• **PROBLEMS TO WORK ON**:
#1 In the law library newsletter excerpt, which state had adopted the Uniform Adoption Act as of the end of 2006?
#2 Pick up the law library newsletter excerpt after its final sentence and keep writing it.

• **PAGE TEXT**:
----

This valuable resource will help legal professionals:
NEW TITLE: Adoption Law: Theory, Policy and Practice by Cynthia R. Mabry, Lisa Kelly. W.S. Hein, 2006.
After finding no published casebook covering adoption law at length, professors Mabry and Kelly created this one. It includes adoption related statutes from nearly every state, practice pointers from various sources, a hearing transcript, and forms. Throughout the work Mabry and Kelly refer to the Uniform Adoption Act (1994 version) which, if enacted, would resolve discrepancies in the laws of various states. As of the end of 2006, Vermont is the only state to have adopted the measure, which is endorsed by both the American Bar Association and American Academy of Adoption Attorneys.
Law librarians and researchers will find this casebook to be a valuable state-to-state guide on adoption law. Practitioners and judges will find it to be an essential desk reference as they endeavor to resolve disputes regarding adoption issues.
|Odds 'n' Endings -- Heidi Yelk|
Tuesday, May 1 is Law Day. This year’s theme is “Liberty Under Law: Empowering Youth, Assuring Democracy.” According to the American Bar Association website, “The 2007 Law Day theme prompts us to listen to the voices of young people and consider how the law can better serve their needs and interests. It also encourages us to assure that our youth are equipped with the knowledge and skills necessary to effectively make their voices heard within our democracy.”

----

• **RAW DATA**:
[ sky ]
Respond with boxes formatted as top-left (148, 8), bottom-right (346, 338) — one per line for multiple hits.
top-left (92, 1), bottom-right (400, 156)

----

• **ANSWERS GIVEN**:
#1 Vermont

#2
Postage rates will increase May 14, from 39 cents per first-class stamp to 41 cents. The U.S. Postal Service is now offering the Forever Stamp. This stamp, which sells for 41 cents, “will always be valid as First-Class postage on standard envelopes weighing one ounce or less, regardless of any subsequent increases in the First-Class rate,” according to the USPS. Buy some for your future grandchildren!
May is Asian Pacific Heritage Month. The roots of this observance date back to the late 1970’s, when the first ten days of May were declared Asian/Pacific Heritage Week. In 1992, Congress passed Public Law 102-450, proclaiming each May Asian Pacific Heritage Month. This law cites two important historical events which took place in May. On May 7, 1843 the first Japanese immigrants came to the United States. On May 10, 1869, Golden Spike Day, the first transcontinental railroad “was completed with significant contributions from Chinese pioneers.”
Wisconsin Notables for May
May 12, 1843 – First Recorded Session of Crawford County court. This court was started five years before Wisconsin became a state. To read about “frontier lawyering” in that part of the state, check out “A Lawyer's Life in Civil War Crawford County.”
May 18, 1964 – Milwaukee students participate in first school boycott of the city’s public schools, held ten years after the release of Brown vs. Board of Education. Read more about the desegregation movement in Wisconsin from the Wisconsin State Historical Society.
May 23, 1903 – Wisconsin becomes the first state to adopt direct primary election law.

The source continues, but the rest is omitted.